__Trecho da fonte__
---

Há cem anos o surrealismo rompeu com lógica e mudou visão sobre o mundo
André Breton publicou em 1924 manifesto que lançou o movimento
Há cem anos o movimento
surrealista, impulsionado pelas descobertas de Freud sobre o inconsciente,
estremecia a ideia de racionalidade que embasava a arte, a organização social,
e o nosso próprio entendimento da vida. O manifesto de André Breton elevava o
território livre do sonho ao centro da criação, reverberando na obra dos mais
variados artistas pelo mundo.
Em uma carta a André Breton,
datada de dezembro de 1932, na qual Freud tenta esclarecer a polêmica em torno
de quem teria sido referido como o primeiro autor a tratar da simbologia dos
sonhos, se Volkelt ou Scherner, o ‘pai da psicanálise’ resolve deixar bem claro
o distanciamento de seu trabalho da aplicação na arte, defendida pelos
surrealistas.

---

__Objetivo proposto 1__
Responda com base no texto sobre o surrealismo:
(a) Quem publicou o manifesto que lançou o movimento, e em que ano?
(b) As descobertas de quem sobre o inconsciente impulsionaram o movimento surrealista?
(c) Qual é a data da carta a André Breton mencionada no texto?

__Registros brutos__
---

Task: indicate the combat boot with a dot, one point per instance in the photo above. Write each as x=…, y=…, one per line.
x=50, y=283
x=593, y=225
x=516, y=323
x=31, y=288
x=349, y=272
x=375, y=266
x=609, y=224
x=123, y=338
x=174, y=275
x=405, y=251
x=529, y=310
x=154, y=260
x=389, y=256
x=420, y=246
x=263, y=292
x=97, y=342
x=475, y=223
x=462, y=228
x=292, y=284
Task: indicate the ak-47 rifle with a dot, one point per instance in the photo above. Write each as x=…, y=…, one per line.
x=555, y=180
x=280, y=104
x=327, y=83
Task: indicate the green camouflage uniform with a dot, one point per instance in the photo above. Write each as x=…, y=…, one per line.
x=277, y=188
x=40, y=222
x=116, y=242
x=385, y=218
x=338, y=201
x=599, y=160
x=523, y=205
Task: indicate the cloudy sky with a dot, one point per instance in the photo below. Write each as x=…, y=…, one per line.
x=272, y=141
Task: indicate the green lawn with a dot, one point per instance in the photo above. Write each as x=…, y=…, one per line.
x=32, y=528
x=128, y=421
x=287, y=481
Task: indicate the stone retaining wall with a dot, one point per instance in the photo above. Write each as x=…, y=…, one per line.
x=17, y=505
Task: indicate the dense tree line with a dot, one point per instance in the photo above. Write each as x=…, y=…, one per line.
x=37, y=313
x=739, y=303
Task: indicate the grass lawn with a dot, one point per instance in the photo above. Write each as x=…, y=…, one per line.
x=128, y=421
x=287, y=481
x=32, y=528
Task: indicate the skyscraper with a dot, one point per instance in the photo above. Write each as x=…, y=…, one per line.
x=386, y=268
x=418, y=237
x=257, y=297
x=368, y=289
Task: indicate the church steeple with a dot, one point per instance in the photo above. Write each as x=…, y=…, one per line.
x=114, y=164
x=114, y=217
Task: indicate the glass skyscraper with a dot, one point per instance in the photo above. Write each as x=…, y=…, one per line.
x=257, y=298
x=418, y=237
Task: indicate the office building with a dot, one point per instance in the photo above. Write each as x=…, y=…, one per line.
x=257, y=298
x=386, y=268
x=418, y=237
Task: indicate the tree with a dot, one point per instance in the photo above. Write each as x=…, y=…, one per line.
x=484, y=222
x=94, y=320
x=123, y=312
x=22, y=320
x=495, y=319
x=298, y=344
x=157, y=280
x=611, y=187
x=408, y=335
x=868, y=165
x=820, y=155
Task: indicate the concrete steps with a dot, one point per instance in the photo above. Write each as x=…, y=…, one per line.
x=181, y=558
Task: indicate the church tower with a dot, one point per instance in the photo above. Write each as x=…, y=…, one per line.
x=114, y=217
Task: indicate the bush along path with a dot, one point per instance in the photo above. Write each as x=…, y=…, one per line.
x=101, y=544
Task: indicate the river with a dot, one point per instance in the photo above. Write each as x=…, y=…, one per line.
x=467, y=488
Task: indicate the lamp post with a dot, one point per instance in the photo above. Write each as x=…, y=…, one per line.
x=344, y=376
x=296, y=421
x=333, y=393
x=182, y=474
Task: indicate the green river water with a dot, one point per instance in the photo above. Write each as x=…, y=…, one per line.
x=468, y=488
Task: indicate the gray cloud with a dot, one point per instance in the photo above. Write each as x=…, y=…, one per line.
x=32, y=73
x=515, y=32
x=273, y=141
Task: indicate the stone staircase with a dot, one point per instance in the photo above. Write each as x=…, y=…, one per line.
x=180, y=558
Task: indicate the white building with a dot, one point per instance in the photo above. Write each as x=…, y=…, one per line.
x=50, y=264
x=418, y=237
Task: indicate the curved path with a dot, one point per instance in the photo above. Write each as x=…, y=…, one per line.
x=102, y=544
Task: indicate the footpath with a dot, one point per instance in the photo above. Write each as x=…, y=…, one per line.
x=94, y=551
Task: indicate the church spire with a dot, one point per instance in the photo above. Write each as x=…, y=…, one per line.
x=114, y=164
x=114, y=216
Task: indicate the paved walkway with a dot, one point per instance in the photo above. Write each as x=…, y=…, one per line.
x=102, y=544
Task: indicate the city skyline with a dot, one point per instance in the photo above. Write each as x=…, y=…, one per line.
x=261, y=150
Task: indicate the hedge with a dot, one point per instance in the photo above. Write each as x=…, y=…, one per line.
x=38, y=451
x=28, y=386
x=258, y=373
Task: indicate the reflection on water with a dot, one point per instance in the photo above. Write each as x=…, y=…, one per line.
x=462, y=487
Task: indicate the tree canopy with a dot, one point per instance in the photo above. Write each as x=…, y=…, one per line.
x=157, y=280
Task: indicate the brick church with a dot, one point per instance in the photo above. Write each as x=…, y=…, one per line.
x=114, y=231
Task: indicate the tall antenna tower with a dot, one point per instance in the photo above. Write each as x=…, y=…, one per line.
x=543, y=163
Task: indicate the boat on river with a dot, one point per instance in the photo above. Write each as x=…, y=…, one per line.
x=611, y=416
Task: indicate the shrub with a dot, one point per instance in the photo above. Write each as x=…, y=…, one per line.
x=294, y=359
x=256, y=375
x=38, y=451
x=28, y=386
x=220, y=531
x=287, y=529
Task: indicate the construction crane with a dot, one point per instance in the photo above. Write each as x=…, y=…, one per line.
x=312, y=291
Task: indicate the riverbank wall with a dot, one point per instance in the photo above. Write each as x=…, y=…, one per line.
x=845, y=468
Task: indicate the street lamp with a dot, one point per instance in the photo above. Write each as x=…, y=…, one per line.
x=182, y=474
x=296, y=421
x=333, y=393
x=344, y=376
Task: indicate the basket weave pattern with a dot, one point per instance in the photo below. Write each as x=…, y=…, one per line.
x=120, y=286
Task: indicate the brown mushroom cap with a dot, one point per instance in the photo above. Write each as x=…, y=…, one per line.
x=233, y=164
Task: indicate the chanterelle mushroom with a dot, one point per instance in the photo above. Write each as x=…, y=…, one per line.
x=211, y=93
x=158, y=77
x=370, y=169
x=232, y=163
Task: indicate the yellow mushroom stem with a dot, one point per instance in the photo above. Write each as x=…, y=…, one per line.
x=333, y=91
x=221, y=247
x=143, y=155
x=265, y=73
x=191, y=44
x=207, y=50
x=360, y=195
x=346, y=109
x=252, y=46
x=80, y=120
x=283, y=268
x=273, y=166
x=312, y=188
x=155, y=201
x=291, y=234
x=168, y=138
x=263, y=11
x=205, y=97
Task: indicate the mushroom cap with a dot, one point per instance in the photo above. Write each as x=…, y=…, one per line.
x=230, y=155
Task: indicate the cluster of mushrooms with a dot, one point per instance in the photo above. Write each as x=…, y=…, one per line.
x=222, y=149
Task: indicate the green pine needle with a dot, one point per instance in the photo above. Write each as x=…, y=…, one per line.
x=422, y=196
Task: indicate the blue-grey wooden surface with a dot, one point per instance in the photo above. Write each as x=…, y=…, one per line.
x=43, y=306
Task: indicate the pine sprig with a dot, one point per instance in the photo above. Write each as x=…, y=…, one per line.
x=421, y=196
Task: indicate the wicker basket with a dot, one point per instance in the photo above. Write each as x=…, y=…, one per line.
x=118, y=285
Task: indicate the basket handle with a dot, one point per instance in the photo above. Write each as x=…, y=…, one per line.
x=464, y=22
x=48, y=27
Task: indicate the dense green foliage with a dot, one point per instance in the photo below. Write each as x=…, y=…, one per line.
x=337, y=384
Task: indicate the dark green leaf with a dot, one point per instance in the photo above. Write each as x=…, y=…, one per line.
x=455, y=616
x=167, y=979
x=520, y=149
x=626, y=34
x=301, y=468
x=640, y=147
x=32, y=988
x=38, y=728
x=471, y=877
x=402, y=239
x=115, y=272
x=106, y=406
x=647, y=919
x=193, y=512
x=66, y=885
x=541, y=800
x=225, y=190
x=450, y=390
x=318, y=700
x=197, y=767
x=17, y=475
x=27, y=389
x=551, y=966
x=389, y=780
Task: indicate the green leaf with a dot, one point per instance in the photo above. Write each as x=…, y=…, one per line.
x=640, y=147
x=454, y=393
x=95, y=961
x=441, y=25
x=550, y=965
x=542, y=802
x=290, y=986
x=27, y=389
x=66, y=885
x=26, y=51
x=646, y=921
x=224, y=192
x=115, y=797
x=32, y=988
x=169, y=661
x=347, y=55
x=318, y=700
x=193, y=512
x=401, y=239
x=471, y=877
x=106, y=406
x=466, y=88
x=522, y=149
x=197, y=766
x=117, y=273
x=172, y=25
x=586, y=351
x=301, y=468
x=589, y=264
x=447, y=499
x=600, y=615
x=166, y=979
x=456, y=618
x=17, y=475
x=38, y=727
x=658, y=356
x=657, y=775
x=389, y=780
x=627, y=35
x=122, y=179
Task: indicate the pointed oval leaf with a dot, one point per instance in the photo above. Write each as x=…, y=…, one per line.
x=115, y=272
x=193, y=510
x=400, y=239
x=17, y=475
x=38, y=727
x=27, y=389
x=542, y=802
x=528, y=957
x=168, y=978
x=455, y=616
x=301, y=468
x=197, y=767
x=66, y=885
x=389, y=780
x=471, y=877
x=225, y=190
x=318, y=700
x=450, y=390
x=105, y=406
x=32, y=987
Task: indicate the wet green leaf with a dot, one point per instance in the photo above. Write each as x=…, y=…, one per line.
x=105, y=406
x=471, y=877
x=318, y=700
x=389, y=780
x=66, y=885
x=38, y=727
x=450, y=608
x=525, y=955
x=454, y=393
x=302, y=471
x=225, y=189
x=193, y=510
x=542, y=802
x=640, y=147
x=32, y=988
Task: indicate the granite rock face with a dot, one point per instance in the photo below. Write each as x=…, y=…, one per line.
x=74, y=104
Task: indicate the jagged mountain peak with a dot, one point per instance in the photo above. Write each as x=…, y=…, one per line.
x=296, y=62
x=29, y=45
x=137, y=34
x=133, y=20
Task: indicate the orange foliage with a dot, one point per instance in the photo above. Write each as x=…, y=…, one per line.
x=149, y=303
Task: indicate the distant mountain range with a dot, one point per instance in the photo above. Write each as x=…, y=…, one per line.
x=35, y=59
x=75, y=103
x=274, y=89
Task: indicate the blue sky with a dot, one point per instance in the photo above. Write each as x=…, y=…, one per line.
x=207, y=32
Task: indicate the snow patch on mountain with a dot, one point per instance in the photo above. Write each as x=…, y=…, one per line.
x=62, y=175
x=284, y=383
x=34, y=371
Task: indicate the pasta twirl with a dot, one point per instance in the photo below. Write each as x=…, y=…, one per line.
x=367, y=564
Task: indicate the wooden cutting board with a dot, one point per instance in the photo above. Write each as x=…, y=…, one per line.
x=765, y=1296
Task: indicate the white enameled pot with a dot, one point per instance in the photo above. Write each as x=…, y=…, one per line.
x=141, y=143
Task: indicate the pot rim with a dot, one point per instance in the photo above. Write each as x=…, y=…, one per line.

---

__Objetivo proposto 2__
Reescreva como lista numerada as linhas das entradas desde a linha com "Task: indicate the chanterelle" até a linha com "x=421, y=196", inclusive, deixando de fora as linhas em branco.

__Resposta escrita 1__
(a) André Breton, em 1924.
(b) De Freud.
(c) Dezembro de 1932.

__Resposta escrita 2__
1. Task: indicate the chanterelle mushroom with a dot, one point per instance in the photo above. Write each as x=…, y=…, one per line.
2. x=211, y=93
3. x=158, y=77
4. x=370, y=169
5. x=232, y=163
6. Task: indicate the yellow mushroom stem with a dot, one point per instance in the photo above. Write each as x=…, y=…, one per line.
7. x=333, y=91
8. x=221, y=247
9. x=143, y=155
10. x=265, y=73
11. x=191, y=44
12. x=207, y=50
13. x=360, y=195
14. x=346, y=109
15. x=252, y=46
16. x=80, y=120
17. x=283, y=268
18. x=273, y=166
19. x=312, y=188
20. x=155, y=201
21. x=291, y=234
22. x=168, y=138
23. x=263, y=11
24. x=205, y=97
25. Task: indicate the mushroom cap with a dot, one point per instance in the photo above. Write each as x=…, y=…, one per line.
26. x=230, y=155
27. Task: indicate the cluster of mushrooms with a dot, one point per instance in the photo above. Write each as x=…, y=…, one per line.
28. x=222, y=149
29. Task: indicate the green pine needle with a dot, one point per instance in the photo above. Write each as x=…, y=…, one per line.
30. x=422, y=196
31. Task: indicate the blue-grey wooden surface with a dot, one point per instance in the photo above. Write each as x=…, y=…, one per line.
32. x=43, y=306
33. Task: indicate the pine sprig with a dot, one point per instance in the photo above. Write each as x=…, y=…, one per line.
34. x=421, y=196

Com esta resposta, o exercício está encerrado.